##### Data to use #####

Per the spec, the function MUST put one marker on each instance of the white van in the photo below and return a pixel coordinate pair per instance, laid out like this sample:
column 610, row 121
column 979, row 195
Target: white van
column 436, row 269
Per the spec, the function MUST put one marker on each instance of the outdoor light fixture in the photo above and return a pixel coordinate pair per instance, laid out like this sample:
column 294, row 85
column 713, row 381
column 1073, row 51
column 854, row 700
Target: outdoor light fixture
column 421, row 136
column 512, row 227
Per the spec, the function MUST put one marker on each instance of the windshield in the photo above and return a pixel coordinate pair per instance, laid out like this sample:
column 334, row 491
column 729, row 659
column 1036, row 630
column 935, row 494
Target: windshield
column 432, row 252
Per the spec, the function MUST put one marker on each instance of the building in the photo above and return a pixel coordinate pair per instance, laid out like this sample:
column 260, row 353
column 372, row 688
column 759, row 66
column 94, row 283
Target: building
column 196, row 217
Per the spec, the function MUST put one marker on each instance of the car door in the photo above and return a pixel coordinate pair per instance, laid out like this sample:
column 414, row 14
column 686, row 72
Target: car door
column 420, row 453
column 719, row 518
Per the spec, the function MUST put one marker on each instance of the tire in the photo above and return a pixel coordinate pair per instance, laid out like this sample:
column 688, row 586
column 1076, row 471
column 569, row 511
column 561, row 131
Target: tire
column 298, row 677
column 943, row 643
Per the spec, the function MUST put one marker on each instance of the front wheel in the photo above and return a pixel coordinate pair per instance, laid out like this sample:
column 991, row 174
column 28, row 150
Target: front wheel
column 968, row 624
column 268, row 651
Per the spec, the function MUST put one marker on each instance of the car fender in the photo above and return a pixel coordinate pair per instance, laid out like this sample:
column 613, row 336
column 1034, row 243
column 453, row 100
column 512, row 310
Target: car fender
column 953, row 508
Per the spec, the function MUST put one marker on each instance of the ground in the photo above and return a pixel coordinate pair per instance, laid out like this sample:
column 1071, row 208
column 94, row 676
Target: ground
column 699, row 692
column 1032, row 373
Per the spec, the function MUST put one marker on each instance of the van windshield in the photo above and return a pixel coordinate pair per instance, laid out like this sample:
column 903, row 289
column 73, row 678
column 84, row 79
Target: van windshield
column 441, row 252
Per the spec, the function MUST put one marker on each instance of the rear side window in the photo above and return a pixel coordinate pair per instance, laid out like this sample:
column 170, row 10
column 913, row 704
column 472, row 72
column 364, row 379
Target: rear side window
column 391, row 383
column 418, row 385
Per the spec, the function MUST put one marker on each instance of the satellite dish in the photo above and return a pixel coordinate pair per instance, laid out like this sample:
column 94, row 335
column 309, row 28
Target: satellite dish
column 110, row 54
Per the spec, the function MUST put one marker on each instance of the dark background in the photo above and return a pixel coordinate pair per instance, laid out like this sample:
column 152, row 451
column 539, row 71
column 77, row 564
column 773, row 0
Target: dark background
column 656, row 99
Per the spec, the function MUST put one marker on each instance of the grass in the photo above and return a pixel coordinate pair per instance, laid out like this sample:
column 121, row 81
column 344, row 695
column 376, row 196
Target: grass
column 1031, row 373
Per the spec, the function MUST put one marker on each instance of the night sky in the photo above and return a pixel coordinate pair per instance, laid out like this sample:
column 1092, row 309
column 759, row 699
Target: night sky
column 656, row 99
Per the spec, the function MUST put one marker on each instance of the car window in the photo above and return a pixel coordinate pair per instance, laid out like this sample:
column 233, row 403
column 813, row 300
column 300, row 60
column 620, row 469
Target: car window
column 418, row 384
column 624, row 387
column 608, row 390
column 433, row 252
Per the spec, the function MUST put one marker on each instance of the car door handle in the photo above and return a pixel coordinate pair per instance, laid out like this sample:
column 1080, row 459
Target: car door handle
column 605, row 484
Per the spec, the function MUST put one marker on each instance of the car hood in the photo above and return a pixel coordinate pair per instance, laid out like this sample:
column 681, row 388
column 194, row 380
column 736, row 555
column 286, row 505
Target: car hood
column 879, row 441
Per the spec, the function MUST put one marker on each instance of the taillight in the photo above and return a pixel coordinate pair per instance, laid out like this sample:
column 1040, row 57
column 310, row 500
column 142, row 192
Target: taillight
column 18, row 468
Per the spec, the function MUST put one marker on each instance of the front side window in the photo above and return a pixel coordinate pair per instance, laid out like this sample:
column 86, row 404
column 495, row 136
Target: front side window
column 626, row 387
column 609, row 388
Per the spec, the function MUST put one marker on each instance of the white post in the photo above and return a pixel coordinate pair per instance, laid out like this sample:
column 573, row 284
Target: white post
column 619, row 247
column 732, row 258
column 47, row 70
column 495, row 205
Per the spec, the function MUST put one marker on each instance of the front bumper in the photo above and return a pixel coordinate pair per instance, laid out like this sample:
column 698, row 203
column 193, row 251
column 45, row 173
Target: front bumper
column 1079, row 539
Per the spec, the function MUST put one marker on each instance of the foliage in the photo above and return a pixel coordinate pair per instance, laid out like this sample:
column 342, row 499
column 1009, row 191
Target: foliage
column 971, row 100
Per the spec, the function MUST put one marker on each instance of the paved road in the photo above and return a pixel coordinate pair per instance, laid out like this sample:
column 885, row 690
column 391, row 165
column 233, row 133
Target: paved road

#####

Exercise -> Rewrite all of the items above, changing every "Target" to "Label" and leaving the rest untouched.

Answer for the task ->
Per the spec, the function MUST put one marker on each instance of the white van in the photo below and return a pixel coordinate pair per instance, laid out like this sample:
column 610, row 121
column 979, row 195
Label: white van
column 436, row 269
Per the spec, the function MUST put one marker on each instance of the outdoor light fixture in the photo above and return a pixel coordinate pair per instance, laid out like this sample:
column 294, row 85
column 713, row 381
column 1073, row 51
column 854, row 700
Label: outdoor light fixture
column 421, row 136
column 512, row 227
Per the spec, the function MUST put one marker on each instance of the windshield in the photo above and return a pixel coordinate pair per instance, laid out like this sample:
column 334, row 491
column 729, row 659
column 1036, row 630
column 935, row 494
Label: windshield
column 432, row 252
Per the spec, the function MUST put one marker on each instance of the building in the photo above and return a pixel coordinate pair per instance, laid out like this sample:
column 260, row 353
column 372, row 688
column 759, row 66
column 94, row 283
Label: building
column 196, row 217
Per the spec, the function MUST put one marker on each instance of the car door in the photo above and return a pixel coordinate pair per instance, laid out like this sample:
column 414, row 14
column 686, row 72
Label: car door
column 420, row 453
column 719, row 518
Per the spec, the function MUST put one marker on each instance of the tire in the photo above and return a pixel coordinate pair per instance, laid out like this sample:
column 688, row 586
column 1076, row 471
column 569, row 511
column 561, row 131
Label: tire
column 298, row 677
column 943, row 643
Per the spec, the function MUST put one marker on each instance of the front wheel in the photo above and return a pixel coordinate pair per instance, laid out like this sample:
column 991, row 174
column 28, row 150
Label: front wheel
column 968, row 624
column 268, row 651
Per the spec, the function MUST put one marker on each instance of the car fender in the photo above and return a pixel coordinate pair per instance, laid out like this sample:
column 613, row 336
column 1034, row 243
column 453, row 100
column 512, row 310
Label: car fender
column 953, row 508
Per the spec, the function MUST put one marker on each instance of the ground in the photo above and return a pixel coordinate pair per instance, laid out like this sample:
column 1071, row 208
column 94, row 676
Label: ground
column 699, row 692
column 1032, row 373
Per the spec, the function MUST put one marker on each instance of the van windshield in the photo above and return a pixel coordinate pair per instance, laid out like this sample:
column 903, row 289
column 73, row 678
column 84, row 79
Label: van windshield
column 441, row 252
Per the spec, the function MUST put one marker on each instance of the rear side window in the photo above and return a pixel coordinate pair per instance, laid out like this sample:
column 170, row 10
column 913, row 704
column 472, row 72
column 364, row 379
Label: rear side window
column 391, row 383
column 418, row 385
Per the spec, the function MUST put one marker on each instance of the satellite dish in the photo above and return a pixel coordinate pair per instance, laid out like this sample:
column 94, row 335
column 309, row 28
Label: satellite dish
column 110, row 54
Per the spec, the function MUST put one marker on each instance of the dark background in the photo above and return a pixel coordinate pair per instance, laid out like this sample:
column 152, row 451
column 539, row 71
column 77, row 564
column 773, row 0
Label: dark background
column 656, row 99
Per the spec, the function MUST put one marker on each instance of the grass in the photo above and return a pixel coordinate pair per instance, laid out like this sample:
column 121, row 81
column 344, row 695
column 376, row 196
Label: grass
column 1031, row 373
Per the spec, the function MUST put one marker on each instance of the night sky in the photo above and return a pixel coordinate pair per instance, laid out like this sample:
column 1092, row 309
column 759, row 699
Label: night sky
column 656, row 99
Per the spec, the function MUST put one marker on each instance of the car window in the photo above and return a pixel coordinate pair per instance, laid out like this sample:
column 233, row 403
column 813, row 300
column 300, row 60
column 620, row 469
Label: car window
column 418, row 384
column 624, row 387
column 608, row 390
column 433, row 252
Per the spec, the function MUST put one marker on each instance of the car door handle in the photo above and return a pixel coordinate pair per instance, laid out like this sample:
column 1080, row 459
Label: car door handle
column 605, row 484
Per the spec, the function MUST put one marker on each instance of the car hood in the photo above and return a pixel coordinate pair per instance, laid out like this sample:
column 681, row 388
column 194, row 380
column 736, row 555
column 286, row 505
Label: car hood
column 879, row 441
Per the spec, the function MUST put one marker on each instance of the taillight in the photo above and return a pixel coordinate pair per instance, laid out like this sample:
column 1040, row 57
column 310, row 500
column 142, row 192
Label: taillight
column 18, row 468
Per the spec, the function MUST put one marker on each instance of the front side window in the photo above and return a pixel coordinate pair per instance, laid out like this sample:
column 86, row 404
column 495, row 136
Label: front side window
column 626, row 387
column 609, row 388
Per the spec, the function MUST put one marker on each instance of the white post in the photo above and return a pixel coordinate pair per instance, laid out like this sample:
column 573, row 284
Label: white post
column 619, row 247
column 732, row 258
column 47, row 70
column 495, row 205
Per the spec, the function MUST put one marker on each instance of the front bumper in the photo above and return a pixel coordinate pair per instance, laid out like this sample:
column 698, row 203
column 193, row 251
column 45, row 173
Label: front bumper
column 1079, row 539
Per the spec, the function MUST put one marker on each instance of the foliage in the photo above and return a pixel coordinate pair per instance, laid out like this sample:
column 342, row 499
column 1009, row 191
Label: foliage
column 971, row 100
Per the spec, the function MUST put one marker on each instance of the paved road in the photo above and return a pixel coordinate pair per instance, laid out like this sample:
column 885, row 690
column 391, row 165
column 233, row 133
Label: paved road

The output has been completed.